— START OF PROVIDED DATA —

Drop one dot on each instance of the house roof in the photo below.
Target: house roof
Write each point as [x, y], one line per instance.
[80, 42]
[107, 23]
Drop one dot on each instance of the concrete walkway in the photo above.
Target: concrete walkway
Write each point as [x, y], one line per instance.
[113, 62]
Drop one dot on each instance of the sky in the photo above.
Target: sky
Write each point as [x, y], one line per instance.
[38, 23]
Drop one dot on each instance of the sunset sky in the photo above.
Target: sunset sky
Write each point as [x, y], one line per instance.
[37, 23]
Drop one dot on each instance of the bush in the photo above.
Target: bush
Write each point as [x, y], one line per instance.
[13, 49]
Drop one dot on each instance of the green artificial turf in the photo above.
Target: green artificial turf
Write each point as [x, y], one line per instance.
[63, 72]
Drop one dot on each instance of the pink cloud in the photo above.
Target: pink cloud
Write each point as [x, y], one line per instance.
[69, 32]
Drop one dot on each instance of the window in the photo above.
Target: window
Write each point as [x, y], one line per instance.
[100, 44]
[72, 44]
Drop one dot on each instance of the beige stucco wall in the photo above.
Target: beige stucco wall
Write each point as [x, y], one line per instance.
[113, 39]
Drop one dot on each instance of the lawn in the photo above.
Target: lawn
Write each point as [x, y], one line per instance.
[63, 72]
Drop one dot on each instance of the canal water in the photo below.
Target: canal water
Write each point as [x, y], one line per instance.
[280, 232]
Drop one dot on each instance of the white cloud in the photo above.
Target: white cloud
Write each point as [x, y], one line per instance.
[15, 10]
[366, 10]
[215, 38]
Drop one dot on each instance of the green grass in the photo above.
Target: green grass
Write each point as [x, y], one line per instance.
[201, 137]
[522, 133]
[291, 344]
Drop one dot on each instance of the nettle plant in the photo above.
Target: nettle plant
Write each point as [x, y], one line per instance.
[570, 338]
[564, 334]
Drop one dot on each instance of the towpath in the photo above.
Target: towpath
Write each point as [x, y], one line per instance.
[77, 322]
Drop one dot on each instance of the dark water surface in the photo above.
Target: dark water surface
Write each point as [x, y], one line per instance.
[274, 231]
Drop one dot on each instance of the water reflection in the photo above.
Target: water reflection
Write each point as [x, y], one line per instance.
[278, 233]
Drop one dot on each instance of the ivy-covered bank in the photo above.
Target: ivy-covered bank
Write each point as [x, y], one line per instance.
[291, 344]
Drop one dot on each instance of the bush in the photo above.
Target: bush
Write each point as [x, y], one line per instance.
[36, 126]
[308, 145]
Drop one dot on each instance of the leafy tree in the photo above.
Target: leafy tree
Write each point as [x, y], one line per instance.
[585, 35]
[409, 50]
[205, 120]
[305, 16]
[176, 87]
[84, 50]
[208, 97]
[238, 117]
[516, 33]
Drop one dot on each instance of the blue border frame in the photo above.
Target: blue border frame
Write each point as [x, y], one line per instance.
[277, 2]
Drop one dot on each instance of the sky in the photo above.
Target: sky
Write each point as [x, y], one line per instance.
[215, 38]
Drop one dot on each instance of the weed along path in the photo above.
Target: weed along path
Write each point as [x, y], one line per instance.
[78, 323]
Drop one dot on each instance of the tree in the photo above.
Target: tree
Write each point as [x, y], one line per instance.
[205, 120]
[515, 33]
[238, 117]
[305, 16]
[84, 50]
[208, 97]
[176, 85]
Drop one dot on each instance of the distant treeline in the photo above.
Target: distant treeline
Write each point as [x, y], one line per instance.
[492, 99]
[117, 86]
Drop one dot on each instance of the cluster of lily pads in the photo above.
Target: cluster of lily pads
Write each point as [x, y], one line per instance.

— END OF PROVIDED DATA —

> _EXERCISE GOAL_: Reproduce only the lines from the line containing "Drop one dot on each instance of the weed" to the last line of the material above, both of those lines included.

> _REPLY_:
Drop one dot on each instance of the weed along path in the photo above.
Target: weed along path
Write each point as [x, y], one line per instance.
[78, 323]
Drop one dot on each instance of the tree in the photo above.
Target: tree
Write each point as [x, y], one line per instance.
[205, 120]
[515, 33]
[238, 117]
[305, 16]
[84, 50]
[208, 97]
[176, 85]
Drop one dot on each instance of the distant treeline in the photo above.
Target: distant treeline
Write each point as [x, y], one line per instance.
[492, 99]
[117, 86]
Drop one dot on each instance of the cluster of lily pads in the photo above.
Target: cluster of lily pads
Write each point as [x, y], one line per instance.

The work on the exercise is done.